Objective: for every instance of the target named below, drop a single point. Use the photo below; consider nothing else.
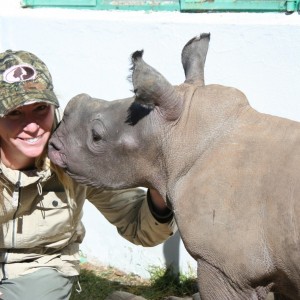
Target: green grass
(97, 284)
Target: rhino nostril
(52, 146)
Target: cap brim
(29, 97)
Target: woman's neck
(18, 162)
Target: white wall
(88, 51)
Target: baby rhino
(230, 174)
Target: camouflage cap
(23, 78)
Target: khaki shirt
(41, 224)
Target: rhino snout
(55, 155)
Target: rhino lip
(55, 155)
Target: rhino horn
(193, 58)
(153, 90)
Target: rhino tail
(153, 89)
(193, 58)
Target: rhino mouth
(55, 155)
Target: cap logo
(19, 73)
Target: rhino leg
(215, 285)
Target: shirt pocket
(54, 218)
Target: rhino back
(247, 198)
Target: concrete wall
(88, 51)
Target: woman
(41, 207)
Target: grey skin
(230, 174)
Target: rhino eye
(96, 136)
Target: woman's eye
(42, 107)
(96, 136)
(14, 113)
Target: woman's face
(24, 133)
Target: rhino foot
(119, 295)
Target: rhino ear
(153, 90)
(193, 58)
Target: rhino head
(128, 142)
(229, 173)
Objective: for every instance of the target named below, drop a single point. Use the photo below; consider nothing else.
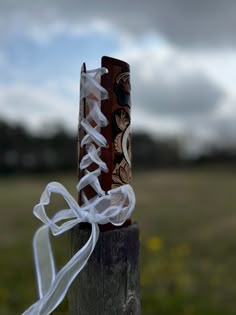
• • • • • • •
▶ _WHAT TO PRODUCE_: Make an exact copy of every entry above, minus the images.

▶ _YOUR SOLUTION_:
Objective: for every instance of the target named below, drop a single point. Use the photo below; consider nothing else.
Target: green grass
(97, 284)
Target: rhino nostril
(52, 146)
Target: cap brim
(29, 97)
Target: woman's neck
(18, 162)
Target: white wall
(88, 51)
Target: baby rhino
(230, 174)
Target: camouflage cap
(23, 78)
Target: khaki shirt
(41, 224)
Target: rhino snout
(55, 155)
Target: rhino lip
(55, 155)
Target: rhino horn
(193, 58)
(153, 90)
Target: rhino tail
(153, 89)
(193, 58)
Target: rhino mouth
(55, 155)
Target: cap logo
(19, 73)
Target: rhino leg
(215, 285)
Target: shirt pocket
(54, 218)
Target: rhino back
(247, 198)
Target: concrete wall
(88, 51)
Target: woman
(41, 207)
Target: grey skin
(230, 174)
Target: rhino eye
(96, 136)
Target: woman's eye
(42, 107)
(96, 136)
(14, 113)
Target: woman's face
(24, 133)
Target: rhino foot
(119, 295)
Target: rhino ear
(153, 90)
(193, 58)
Target: rhino head
(128, 142)
(229, 173)
Objective: for every instance of the target named below, drop a single point. Use the photo below; consider nothing else.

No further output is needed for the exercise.